Records from a point labeling set
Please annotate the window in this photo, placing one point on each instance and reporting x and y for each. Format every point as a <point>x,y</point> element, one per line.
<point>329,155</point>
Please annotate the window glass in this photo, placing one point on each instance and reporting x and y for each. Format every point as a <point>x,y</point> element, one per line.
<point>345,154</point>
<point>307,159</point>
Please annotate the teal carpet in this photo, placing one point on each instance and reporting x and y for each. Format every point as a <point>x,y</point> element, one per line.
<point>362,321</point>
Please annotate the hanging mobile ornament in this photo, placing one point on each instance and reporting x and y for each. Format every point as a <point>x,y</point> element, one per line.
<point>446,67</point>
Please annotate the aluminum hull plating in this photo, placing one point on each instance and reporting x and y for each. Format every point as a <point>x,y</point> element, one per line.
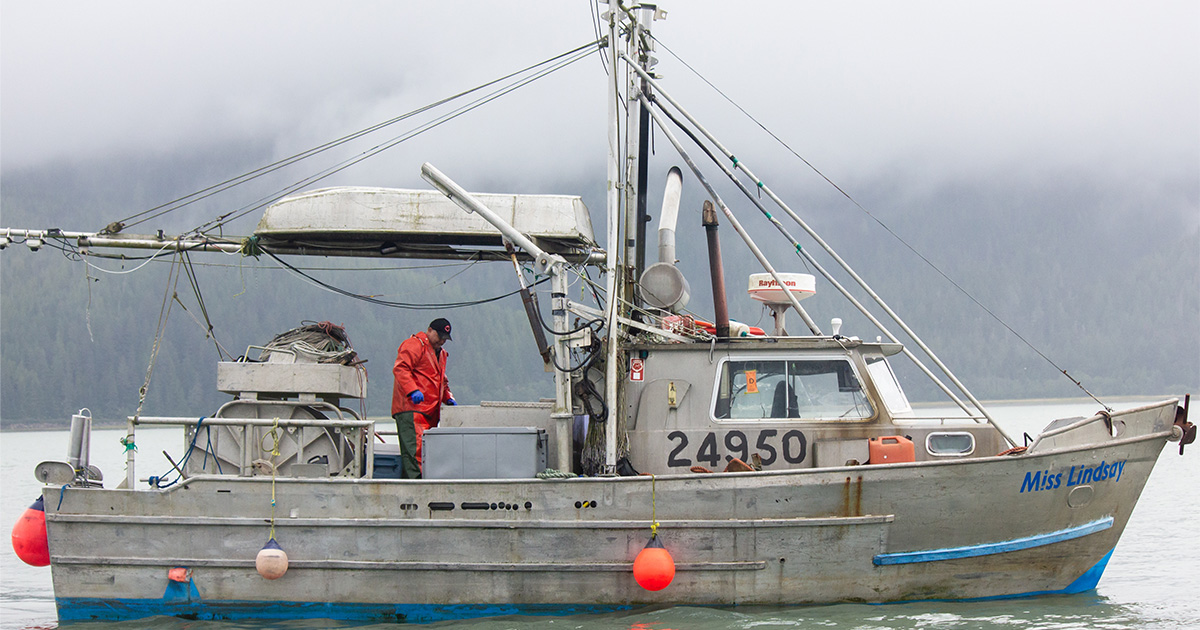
<point>393,550</point>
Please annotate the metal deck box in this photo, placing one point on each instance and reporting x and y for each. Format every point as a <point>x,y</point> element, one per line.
<point>484,453</point>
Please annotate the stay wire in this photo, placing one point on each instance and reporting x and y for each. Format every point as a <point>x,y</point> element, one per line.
<point>383,147</point>
<point>885,226</point>
<point>297,157</point>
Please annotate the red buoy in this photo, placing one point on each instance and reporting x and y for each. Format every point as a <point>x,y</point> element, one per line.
<point>654,568</point>
<point>29,535</point>
<point>271,561</point>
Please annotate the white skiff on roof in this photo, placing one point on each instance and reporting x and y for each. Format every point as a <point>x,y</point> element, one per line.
<point>561,223</point>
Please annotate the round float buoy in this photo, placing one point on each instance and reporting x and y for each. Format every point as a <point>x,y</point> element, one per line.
<point>654,568</point>
<point>29,535</point>
<point>271,561</point>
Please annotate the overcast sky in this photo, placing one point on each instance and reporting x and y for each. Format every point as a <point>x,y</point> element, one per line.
<point>958,87</point>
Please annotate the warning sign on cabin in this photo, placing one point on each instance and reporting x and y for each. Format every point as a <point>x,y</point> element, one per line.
<point>636,369</point>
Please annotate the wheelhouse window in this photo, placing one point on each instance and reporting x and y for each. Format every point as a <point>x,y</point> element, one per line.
<point>888,387</point>
<point>790,389</point>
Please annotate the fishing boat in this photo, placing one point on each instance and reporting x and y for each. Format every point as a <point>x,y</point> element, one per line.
<point>682,460</point>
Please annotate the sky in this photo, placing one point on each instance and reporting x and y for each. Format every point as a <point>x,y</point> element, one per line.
<point>954,89</point>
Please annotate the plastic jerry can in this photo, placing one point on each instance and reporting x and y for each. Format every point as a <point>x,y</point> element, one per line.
<point>892,449</point>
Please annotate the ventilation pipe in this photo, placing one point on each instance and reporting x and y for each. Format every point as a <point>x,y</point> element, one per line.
<point>717,270</point>
<point>663,285</point>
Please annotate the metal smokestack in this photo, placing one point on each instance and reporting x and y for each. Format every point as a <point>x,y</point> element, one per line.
<point>663,285</point>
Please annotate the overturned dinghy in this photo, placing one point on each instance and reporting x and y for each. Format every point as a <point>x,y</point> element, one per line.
<point>423,223</point>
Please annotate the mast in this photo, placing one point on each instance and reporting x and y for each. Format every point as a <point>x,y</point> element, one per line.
<point>613,285</point>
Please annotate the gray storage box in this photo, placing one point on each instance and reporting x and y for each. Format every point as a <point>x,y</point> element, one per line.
<point>483,453</point>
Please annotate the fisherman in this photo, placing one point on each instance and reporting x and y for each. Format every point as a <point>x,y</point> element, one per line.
<point>420,390</point>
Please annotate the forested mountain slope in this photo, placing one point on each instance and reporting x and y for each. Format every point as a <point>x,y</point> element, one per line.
<point>1102,276</point>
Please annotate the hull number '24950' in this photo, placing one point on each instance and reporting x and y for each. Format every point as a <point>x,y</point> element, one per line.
<point>714,450</point>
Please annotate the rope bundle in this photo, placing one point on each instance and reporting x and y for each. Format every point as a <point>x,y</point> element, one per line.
<point>325,341</point>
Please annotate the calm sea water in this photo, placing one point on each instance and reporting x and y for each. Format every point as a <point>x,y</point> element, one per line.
<point>1150,583</point>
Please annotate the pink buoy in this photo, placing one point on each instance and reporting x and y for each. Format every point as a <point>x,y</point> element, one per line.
<point>271,561</point>
<point>29,538</point>
<point>654,568</point>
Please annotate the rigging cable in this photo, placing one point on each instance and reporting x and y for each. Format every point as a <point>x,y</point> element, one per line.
<point>885,226</point>
<point>162,209</point>
<point>370,299</point>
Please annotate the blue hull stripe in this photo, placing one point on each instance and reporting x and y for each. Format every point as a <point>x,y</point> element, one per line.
<point>97,610</point>
<point>971,551</point>
<point>108,610</point>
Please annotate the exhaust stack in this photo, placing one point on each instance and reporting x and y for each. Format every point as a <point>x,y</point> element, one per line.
<point>663,285</point>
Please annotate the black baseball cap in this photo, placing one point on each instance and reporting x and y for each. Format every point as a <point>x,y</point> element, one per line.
<point>442,327</point>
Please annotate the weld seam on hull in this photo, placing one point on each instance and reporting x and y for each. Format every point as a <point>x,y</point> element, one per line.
<point>741,523</point>
<point>736,565</point>
<point>988,549</point>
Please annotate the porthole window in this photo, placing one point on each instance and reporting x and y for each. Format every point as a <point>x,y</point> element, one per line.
<point>951,444</point>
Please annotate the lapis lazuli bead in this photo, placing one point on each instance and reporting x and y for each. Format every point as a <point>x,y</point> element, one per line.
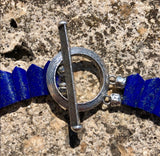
<point>7,90</point>
<point>132,91</point>
<point>20,81</point>
<point>45,81</point>
<point>150,95</point>
<point>36,80</point>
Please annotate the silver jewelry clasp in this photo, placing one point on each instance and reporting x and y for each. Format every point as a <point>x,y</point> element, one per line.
<point>60,79</point>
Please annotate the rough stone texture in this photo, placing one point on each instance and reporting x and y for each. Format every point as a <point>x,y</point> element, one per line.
<point>126,34</point>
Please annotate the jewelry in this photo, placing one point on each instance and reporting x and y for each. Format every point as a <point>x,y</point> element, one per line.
<point>21,85</point>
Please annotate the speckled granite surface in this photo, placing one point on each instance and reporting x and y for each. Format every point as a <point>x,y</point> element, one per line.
<point>126,34</point>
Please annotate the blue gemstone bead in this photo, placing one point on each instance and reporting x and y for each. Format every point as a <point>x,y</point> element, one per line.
<point>45,81</point>
<point>36,81</point>
<point>132,91</point>
<point>7,90</point>
<point>20,81</point>
<point>149,96</point>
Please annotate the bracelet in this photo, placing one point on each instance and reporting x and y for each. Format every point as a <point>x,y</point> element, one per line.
<point>21,85</point>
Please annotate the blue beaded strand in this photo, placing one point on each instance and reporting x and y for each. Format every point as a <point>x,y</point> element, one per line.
<point>21,85</point>
<point>142,94</point>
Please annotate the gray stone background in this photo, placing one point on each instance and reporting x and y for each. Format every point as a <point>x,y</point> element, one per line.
<point>126,35</point>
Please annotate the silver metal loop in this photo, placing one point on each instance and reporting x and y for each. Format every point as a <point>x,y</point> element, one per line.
<point>54,91</point>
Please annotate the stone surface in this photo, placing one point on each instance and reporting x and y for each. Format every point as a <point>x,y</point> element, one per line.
<point>126,34</point>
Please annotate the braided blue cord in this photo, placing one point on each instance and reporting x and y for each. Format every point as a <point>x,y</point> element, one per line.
<point>142,94</point>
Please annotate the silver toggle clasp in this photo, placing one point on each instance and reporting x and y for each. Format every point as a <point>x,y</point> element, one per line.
<point>63,92</point>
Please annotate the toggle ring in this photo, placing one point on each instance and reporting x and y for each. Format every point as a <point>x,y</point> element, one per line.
<point>52,80</point>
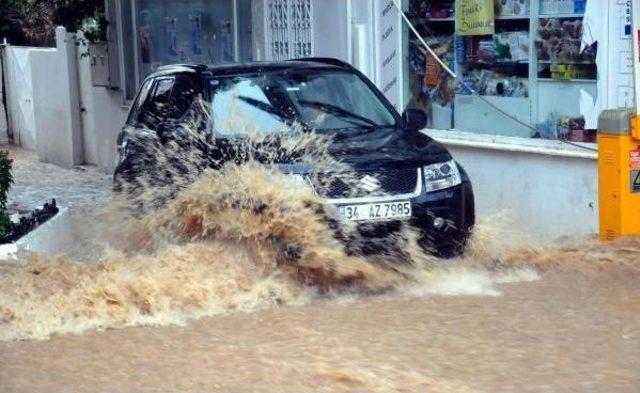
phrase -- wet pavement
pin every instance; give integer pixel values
(216, 303)
(35, 182)
(565, 333)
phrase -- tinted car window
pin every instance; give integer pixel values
(240, 106)
(323, 100)
(169, 100)
(134, 114)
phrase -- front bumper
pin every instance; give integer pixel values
(454, 205)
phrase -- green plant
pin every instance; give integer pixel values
(6, 179)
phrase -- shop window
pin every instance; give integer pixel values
(195, 32)
(522, 60)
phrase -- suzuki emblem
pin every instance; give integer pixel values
(369, 183)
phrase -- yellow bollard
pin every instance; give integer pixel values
(619, 173)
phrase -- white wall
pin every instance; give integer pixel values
(103, 114)
(56, 102)
(19, 89)
(545, 196)
(330, 26)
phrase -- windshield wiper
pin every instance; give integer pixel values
(336, 110)
(263, 106)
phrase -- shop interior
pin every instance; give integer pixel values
(532, 68)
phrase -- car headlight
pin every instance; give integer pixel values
(441, 176)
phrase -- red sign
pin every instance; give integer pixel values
(634, 159)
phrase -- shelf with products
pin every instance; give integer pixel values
(558, 51)
(530, 61)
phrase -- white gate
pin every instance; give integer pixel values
(19, 92)
(289, 29)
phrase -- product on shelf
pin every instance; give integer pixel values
(573, 129)
(559, 42)
(490, 83)
(553, 7)
(512, 46)
(568, 71)
(512, 7)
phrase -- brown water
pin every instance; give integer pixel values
(239, 285)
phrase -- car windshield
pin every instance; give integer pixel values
(272, 102)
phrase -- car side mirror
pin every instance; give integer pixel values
(414, 119)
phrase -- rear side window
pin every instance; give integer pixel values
(169, 100)
(134, 114)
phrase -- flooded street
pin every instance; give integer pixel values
(207, 295)
(571, 331)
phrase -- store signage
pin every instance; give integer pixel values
(475, 17)
(627, 18)
(634, 159)
(635, 181)
(388, 60)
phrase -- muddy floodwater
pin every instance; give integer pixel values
(571, 331)
(239, 285)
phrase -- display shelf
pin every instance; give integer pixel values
(566, 62)
(427, 19)
(545, 96)
(567, 80)
(561, 16)
(478, 114)
(512, 17)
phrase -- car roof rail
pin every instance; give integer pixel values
(325, 60)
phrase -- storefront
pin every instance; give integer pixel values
(541, 69)
(521, 115)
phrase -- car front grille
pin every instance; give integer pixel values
(366, 184)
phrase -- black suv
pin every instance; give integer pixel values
(402, 175)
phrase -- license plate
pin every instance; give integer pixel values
(376, 211)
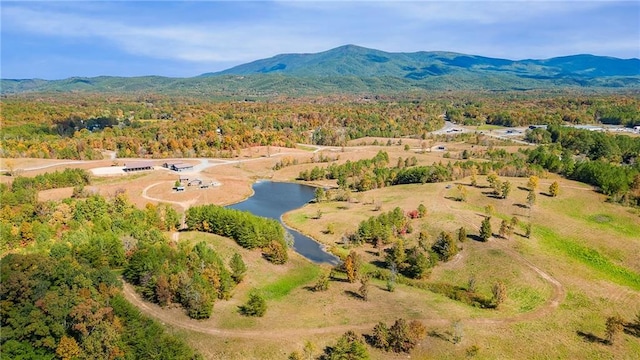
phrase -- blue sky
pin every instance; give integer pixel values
(55, 40)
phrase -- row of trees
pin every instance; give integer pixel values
(606, 161)
(248, 230)
(56, 306)
(191, 276)
(220, 126)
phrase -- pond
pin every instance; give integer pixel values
(272, 199)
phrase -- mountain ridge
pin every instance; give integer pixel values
(355, 69)
(360, 61)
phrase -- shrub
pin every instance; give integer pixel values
(255, 306)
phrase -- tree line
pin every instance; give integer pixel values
(248, 230)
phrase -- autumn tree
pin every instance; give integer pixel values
(462, 193)
(397, 255)
(505, 229)
(445, 246)
(309, 349)
(68, 348)
(532, 184)
(350, 346)
(422, 210)
(554, 189)
(485, 229)
(527, 230)
(489, 210)
(531, 198)
(322, 284)
(506, 189)
(400, 337)
(364, 288)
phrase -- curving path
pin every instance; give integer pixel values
(557, 296)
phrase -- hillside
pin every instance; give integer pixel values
(358, 70)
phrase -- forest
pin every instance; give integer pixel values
(155, 126)
(64, 261)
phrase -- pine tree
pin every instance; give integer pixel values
(506, 189)
(554, 189)
(615, 325)
(238, 268)
(499, 291)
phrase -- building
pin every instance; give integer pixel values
(178, 167)
(181, 167)
(137, 166)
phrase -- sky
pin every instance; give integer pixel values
(56, 40)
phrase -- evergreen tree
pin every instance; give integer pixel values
(462, 234)
(506, 189)
(445, 246)
(238, 268)
(554, 189)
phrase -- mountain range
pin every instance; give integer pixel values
(355, 69)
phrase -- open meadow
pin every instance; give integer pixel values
(579, 265)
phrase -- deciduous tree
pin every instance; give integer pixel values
(554, 189)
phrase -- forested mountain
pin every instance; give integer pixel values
(354, 69)
(351, 60)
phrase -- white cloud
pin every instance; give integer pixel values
(196, 43)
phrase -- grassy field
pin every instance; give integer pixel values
(580, 266)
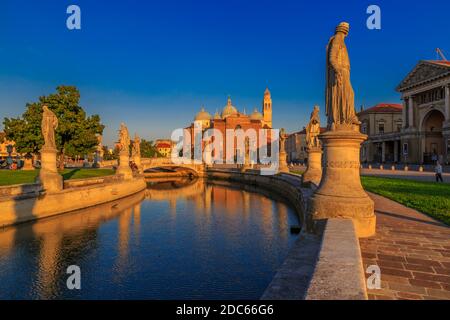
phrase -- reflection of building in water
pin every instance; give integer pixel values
(67, 237)
(124, 238)
(48, 270)
(137, 220)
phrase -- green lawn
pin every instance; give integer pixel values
(428, 197)
(297, 171)
(10, 177)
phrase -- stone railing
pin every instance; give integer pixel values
(32, 189)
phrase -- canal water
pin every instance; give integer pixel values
(183, 239)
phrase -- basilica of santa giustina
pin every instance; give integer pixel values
(231, 118)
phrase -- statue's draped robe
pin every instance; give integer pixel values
(312, 130)
(340, 100)
(49, 124)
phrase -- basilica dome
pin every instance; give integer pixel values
(256, 115)
(202, 115)
(229, 109)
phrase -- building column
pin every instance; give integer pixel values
(404, 115)
(410, 112)
(447, 103)
(395, 151)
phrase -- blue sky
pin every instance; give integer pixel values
(153, 64)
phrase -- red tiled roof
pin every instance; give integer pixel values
(440, 62)
(163, 145)
(322, 130)
(385, 107)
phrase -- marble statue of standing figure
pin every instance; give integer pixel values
(313, 129)
(48, 126)
(124, 139)
(283, 137)
(340, 98)
(136, 151)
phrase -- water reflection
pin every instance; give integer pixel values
(176, 240)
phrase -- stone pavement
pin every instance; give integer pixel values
(410, 175)
(412, 251)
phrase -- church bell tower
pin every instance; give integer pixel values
(267, 108)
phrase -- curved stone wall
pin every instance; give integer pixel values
(83, 193)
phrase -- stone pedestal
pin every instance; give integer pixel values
(313, 173)
(28, 164)
(282, 164)
(49, 177)
(124, 165)
(340, 194)
(137, 162)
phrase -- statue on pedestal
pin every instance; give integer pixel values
(340, 193)
(124, 168)
(313, 129)
(340, 98)
(282, 165)
(313, 172)
(136, 153)
(124, 139)
(48, 175)
(48, 125)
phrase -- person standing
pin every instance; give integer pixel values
(438, 170)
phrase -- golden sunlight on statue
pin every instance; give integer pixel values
(340, 98)
(313, 129)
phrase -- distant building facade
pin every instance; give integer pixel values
(231, 118)
(383, 124)
(4, 143)
(418, 131)
(425, 92)
(164, 147)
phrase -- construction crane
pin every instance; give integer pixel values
(439, 52)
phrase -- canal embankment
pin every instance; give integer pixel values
(319, 266)
(28, 202)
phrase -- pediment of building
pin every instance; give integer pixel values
(422, 73)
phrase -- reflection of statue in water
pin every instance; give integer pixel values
(313, 129)
(124, 138)
(48, 127)
(136, 151)
(340, 98)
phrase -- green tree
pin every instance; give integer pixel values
(148, 149)
(76, 132)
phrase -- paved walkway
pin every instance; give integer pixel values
(412, 251)
(411, 175)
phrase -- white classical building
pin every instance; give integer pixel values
(425, 133)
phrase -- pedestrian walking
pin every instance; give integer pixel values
(438, 171)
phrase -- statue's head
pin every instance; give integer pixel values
(343, 28)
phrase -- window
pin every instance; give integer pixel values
(405, 149)
(364, 128)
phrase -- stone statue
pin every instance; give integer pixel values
(48, 127)
(100, 145)
(124, 138)
(313, 129)
(340, 100)
(136, 151)
(282, 139)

Written request: From the line containing "phrase -- church bell tower" through the final line of the listing above, retype every line exactly; leave out everything else.

Result for this exercise:
phrase -- church bell tower
pin every instance; give integer pixel values
(267, 108)
phrase -- curved stone wall
pin every instance; give integer pixel values
(83, 193)
phrase -- stone pedestal
pin every instance; give integer pixel values
(313, 173)
(28, 164)
(282, 164)
(49, 177)
(124, 165)
(340, 194)
(137, 162)
phrase -- statue on pedestal
pin every instance; give integer pixel values
(340, 193)
(124, 168)
(313, 129)
(340, 98)
(282, 165)
(313, 172)
(136, 153)
(124, 139)
(48, 175)
(48, 125)
phrase -- person standing
pin every instance; give integer pixel values
(438, 170)
phrase -- golden sunlight on statue
pin every instance; give integer pixel values
(340, 98)
(313, 129)
phrase -- distant building facade
pin every instance; give integer pixel values
(231, 118)
(383, 124)
(4, 143)
(418, 131)
(425, 92)
(164, 147)
phrase -- construction crane
pin every instance; give integer pixel values
(439, 52)
phrase -- canal embankment
pin every instance; give integer pixel values
(319, 266)
(28, 202)
phrase -- pediment of building
pin every instance; give integer pixel values
(422, 73)
phrase -- reflection of statue in water
pin every instance; give integer pixel values
(313, 129)
(124, 138)
(48, 127)
(136, 151)
(340, 98)
phrase -- green tree
pin every instance; give integer pixel values
(148, 149)
(76, 132)
phrase -- paved walkway
pin every instance; give integer pixel values
(412, 251)
(411, 175)
phrase -- white classical building
pin every instance; give integer pixel values
(425, 133)
phrase -- pedestrian walking
pin every instance; give integer pixel values
(438, 171)
phrase -- statue's head
pin every instance; give integer pixel values
(343, 28)
phrase -- window
pin every instance; give integer pixel values
(405, 149)
(364, 128)
phrase -- stone statue
pin every instance; give integer pixel values
(48, 127)
(100, 145)
(124, 138)
(313, 129)
(340, 100)
(136, 151)
(282, 139)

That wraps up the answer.